- _Tarea 1_
Devuelve sin cambios las filas de datos desde la primera hasta la que contiene "point(594, 560)", esta incluida.

- _Fuente_

########

Entre los mejores biógrafos de la vida de santa Mónica se encuentra, sin duda, el hagiógrafo ya citado, Javier Guerra: “Por su vida personal, por su influjo en la vida de san Agustín… Santa Mónica merece un puesto de honor en el santoral cristiano. Su determinación, su entereza de ánimo, su inteligencia, su amor materno y su fidelidad a la Iglesia resultaron decisivas en la conversión religiosa de su hijo, uno de los mayores padres de la Iglesia y figura cimera de la cultura occidental. Y esa actitud la convierte en modelo perenne de esposas y madres cristianas. La Iglesia, al honrar su memoria, satisface en cierto modo la inmensa deuda que tiene contraída con tantas mujeres anónimas, que no sólo han preservado la fe de sus hijos, sino que los han conducido al servicio de la Iglesia y de la sociedad.” (Javier Guerra, O.A.R. Prior General, NUEVO AÑO CRISTIANO –Director, José A. Martínez Puche-, Tomo 8, Ed. EDIBESA, 2001, p.630).

Santa Mónica está declarada Patrona de Madres y Esposas. Modelo de las madres cristianas. ​Anteriormente venerada en la Iglesia católica y la Iglesia ortodoxa el 4 de mayo, en la actualidad lo es el 27 de agosto.

########

(Líneas de datos)
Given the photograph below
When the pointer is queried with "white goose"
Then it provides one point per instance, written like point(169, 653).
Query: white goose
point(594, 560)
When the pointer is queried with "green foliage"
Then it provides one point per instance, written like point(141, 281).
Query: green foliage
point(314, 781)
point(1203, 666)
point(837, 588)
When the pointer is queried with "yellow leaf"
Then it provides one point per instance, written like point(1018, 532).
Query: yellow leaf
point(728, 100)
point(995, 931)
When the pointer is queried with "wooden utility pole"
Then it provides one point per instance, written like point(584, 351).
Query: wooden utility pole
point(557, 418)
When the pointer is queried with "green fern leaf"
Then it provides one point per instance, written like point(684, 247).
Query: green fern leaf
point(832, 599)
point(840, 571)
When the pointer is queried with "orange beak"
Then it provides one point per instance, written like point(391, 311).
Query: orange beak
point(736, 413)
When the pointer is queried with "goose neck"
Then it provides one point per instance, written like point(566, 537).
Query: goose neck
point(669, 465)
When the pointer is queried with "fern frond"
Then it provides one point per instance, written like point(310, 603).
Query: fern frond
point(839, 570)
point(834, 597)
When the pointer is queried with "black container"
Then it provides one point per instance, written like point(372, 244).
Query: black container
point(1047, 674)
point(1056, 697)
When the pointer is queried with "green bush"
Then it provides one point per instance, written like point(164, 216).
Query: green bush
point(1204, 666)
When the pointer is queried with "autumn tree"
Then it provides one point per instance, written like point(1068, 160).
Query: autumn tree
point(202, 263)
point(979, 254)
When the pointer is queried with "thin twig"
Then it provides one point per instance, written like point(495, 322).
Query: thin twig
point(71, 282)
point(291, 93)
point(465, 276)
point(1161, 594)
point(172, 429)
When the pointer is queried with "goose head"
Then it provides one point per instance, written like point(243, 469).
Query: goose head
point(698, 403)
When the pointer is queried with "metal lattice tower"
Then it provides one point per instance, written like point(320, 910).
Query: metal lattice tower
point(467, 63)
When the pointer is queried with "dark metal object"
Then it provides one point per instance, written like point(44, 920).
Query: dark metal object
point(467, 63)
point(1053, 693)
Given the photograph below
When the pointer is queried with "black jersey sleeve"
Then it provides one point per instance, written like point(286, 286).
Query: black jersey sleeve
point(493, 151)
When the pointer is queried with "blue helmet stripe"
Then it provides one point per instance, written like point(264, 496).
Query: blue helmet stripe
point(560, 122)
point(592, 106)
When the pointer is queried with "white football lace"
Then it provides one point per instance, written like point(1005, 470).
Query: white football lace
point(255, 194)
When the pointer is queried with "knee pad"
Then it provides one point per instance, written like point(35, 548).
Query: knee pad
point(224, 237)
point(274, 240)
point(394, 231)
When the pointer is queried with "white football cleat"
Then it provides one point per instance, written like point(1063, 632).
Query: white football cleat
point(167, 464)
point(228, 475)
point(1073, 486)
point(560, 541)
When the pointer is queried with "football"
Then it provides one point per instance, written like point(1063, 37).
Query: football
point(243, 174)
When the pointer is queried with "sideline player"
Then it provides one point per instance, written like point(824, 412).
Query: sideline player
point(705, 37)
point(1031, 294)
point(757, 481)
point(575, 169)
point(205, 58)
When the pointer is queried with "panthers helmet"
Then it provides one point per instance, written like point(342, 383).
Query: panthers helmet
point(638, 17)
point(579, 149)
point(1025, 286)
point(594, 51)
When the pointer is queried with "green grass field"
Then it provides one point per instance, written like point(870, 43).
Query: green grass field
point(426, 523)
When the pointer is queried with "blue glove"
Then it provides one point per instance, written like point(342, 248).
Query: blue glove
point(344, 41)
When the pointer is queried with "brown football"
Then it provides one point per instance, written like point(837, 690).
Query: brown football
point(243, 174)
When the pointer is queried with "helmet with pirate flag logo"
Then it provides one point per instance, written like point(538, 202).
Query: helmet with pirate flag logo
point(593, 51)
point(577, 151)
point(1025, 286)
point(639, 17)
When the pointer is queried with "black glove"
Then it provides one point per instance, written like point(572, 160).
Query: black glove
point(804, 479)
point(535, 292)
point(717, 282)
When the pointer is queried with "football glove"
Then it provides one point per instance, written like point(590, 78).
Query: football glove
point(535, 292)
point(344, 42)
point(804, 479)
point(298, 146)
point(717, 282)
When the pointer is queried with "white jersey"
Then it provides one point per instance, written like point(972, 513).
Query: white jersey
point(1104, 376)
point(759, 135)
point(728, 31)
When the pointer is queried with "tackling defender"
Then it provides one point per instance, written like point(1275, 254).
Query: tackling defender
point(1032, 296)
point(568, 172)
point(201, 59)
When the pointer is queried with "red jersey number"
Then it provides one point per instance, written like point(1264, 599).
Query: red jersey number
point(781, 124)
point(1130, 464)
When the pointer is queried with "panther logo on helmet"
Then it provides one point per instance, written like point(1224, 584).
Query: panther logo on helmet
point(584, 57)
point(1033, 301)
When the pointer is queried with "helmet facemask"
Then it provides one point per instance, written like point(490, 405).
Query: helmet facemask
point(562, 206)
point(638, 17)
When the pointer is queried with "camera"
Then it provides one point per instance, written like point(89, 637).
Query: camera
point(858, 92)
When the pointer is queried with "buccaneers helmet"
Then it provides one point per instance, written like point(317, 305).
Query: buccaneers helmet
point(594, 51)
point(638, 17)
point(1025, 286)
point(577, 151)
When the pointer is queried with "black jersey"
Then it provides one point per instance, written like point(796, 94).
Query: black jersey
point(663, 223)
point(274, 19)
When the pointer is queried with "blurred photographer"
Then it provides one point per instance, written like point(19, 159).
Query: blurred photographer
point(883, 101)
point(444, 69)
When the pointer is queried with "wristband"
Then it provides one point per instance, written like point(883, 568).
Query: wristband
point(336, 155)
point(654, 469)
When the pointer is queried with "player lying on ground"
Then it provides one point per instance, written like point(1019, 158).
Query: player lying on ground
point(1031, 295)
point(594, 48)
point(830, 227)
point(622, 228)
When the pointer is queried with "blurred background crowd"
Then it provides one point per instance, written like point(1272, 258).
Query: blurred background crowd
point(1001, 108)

########

- _Tarea 2_
Según la cita de Javier Guerra en el texto sobre santa Mónica, ¿qué rasgos de ella resultaron decisivos en la conversión religiosa de su hijo? Enuméralos todos.

- _Resultado 1_
Given the photograph below
When the pointer is queried with "white goose"
Then it provides one point per instance, written like point(169, 653).
Query: white goose
point(594, 560)

- _Resultado 2_
- Su determinación
- Su entereza de ánimo
- Su inteligencia
- Su amor materno
- Su fidelidad a la Iglesia